*READING PASSAGE*
- - - - - - -
Driving multicooker from a control plane (Zuzoo)

This is the integration guide for an external control plane — Zuzoo or any other orchestrator — that wants to run cooks unattended and read structured results. It documents the stable contract: what files multicooker writes, what the commands do, what states mean, and what is safe to publish.

The design boundary (see control-plane-readiness.md): multicooker stays a CLI

cook-directory docker engine. The control plane owns chat UI, approvals, durable user-facing state, quota policy, and scheduling. Between them is a small file contract — task files in; structured status, events, results, artifacts out. Drive cooks off these files, never by scraping stdout or parsing markdown.

The worker pattern

1. materialize a cook directory  (multicooker new <name>, then fill brief.yaml,
                                   BRIEF.md, JUDGE_BRIEF.md, raw/)
2. multicooker lint <name>        # fail fast on rubric drift (optional, cheap)
3. multicooker cook <name>        # participants run in parallel containers
4. multicooker judge <name>       # blind, anonymized scoring
5. multicooker report <name>      # leaderboard.md + summary.json + artifacts.json
6. read summary.json / artifacts.json; publish only `public` artifacts

While a cook runs, poll status.json / follow events.jsonl; cancel to stop; resume to retry only the failed cells. Running phases, cancelling, and reading status.json/summary.json/artifacts.json are available through the Python API; to follow events.jsonl, read the file directly (multicooker tail streams the cell logs, not the event stream).

Contract files

Every cook directory (cooks/<name>/) carries these machine-readable files. status.json, summary.json, and artifacts.json are replaced atomically (temp file + os.replace); status.json read-modify-writes and events.jsonl appends happen under a cross-process flock, and each event is written as a single append. A reader of status.json never sees a half-written snapshot.

`status.json` — live point-in-time snapshot

Replaced atomically on every state change; safe to poll.

{
  "schema_version": 1,
  "cook": "260527-example",
  "phase": "cook",
  "state": "cooking",
  "round": 1,
  "updated_at": "2026-05-27T18:20:00+00:00",
  "cells": {
    "codex": {
      "role": "participant",
      "flavor": "codex",
      "state": "running",
      "started_at": "2026-05-27T18:19:10+00:00",
      "finished_at": null,
      "exit_class": null,
      "duration_s": null
    }
  }
}

A cell may also carry "missing": [...] (declared outputs that were absent — see artifact_missing below).

Cook states (state):

state	meaning
`created`	status initialized, nothing launched yet
`preflighting`	snapshotting creds
`building`	building docker images
`cooking`	participants running
`sealed`	participants done, outputs sealed for judging (NOT terminal)
`judging`	judges running
`reported`	leaderboard + summary written (terminal)
`cancelled`	stopped by `cancel` (terminal)
`failed`	a phase failed before sealing (terminal)

Treat reported, cancelled, failed as terminal. sealed is mid-pipeline — it's the handoff awaiting judge.
- - - - - - -
*SOURCE INFORMATION*
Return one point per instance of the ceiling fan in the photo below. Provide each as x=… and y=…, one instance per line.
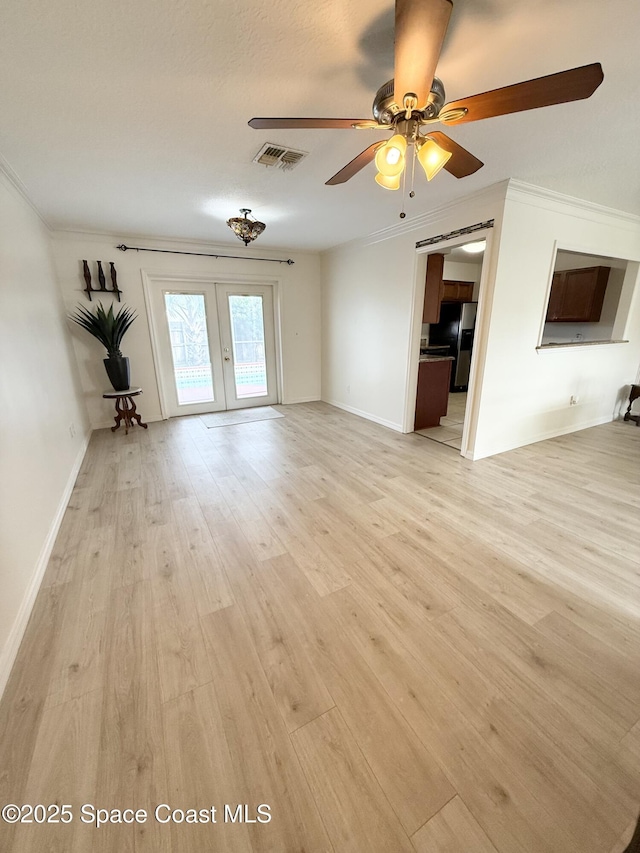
x=415, y=98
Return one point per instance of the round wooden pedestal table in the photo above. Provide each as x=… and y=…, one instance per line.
x=125, y=408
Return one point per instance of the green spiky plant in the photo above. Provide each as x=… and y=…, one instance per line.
x=107, y=327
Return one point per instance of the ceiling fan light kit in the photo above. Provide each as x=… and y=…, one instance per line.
x=244, y=228
x=416, y=97
x=431, y=157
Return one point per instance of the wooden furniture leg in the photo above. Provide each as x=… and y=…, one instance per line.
x=126, y=411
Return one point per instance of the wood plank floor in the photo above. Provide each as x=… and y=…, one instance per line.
x=392, y=648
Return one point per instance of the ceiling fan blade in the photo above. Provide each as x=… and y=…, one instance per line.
x=560, y=88
x=359, y=162
x=420, y=29
x=461, y=163
x=303, y=123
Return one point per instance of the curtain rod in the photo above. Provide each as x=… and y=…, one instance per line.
x=124, y=248
x=460, y=232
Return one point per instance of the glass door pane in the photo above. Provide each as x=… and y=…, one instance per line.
x=187, y=320
x=247, y=337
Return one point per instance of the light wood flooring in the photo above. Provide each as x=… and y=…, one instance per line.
x=451, y=425
x=392, y=647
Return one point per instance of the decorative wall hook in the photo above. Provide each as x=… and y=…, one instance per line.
x=101, y=280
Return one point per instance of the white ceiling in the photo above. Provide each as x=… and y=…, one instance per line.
x=131, y=118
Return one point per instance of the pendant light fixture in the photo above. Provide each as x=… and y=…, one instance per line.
x=244, y=228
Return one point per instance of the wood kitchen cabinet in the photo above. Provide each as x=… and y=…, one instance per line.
x=432, y=397
x=577, y=295
x=436, y=290
x=457, y=291
x=433, y=288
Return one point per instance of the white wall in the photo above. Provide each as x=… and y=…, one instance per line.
x=372, y=297
x=298, y=286
x=40, y=399
x=526, y=391
x=372, y=290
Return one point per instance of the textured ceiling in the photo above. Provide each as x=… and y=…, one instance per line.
x=131, y=118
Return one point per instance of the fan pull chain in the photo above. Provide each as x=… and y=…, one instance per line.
x=404, y=184
x=413, y=171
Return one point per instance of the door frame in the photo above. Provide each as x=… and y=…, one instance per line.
x=173, y=279
x=485, y=297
- - - - - - -
*WHAT THIS EXERCISE ASKS*
1: Retype the passage of the multicooker integration guide from "Driving multicooker from" up to and including "safe to publish.", character for character.
2: Which cook states does the multicooker integration guide say to treat as terminal? Name all of them.

*COMPLETED EXERCISE*
1:
Driving multicooker from a control plane (Zuzoo)

This is the integration guide for an external control plane — Zuzoo or any other orchestrator — that wants to run cooks unattended and read structured results. It documents the stable contract: what files multicooker writes, what the commands do, what states mean, and what is safe to publish.

2: reported, cancelled, failed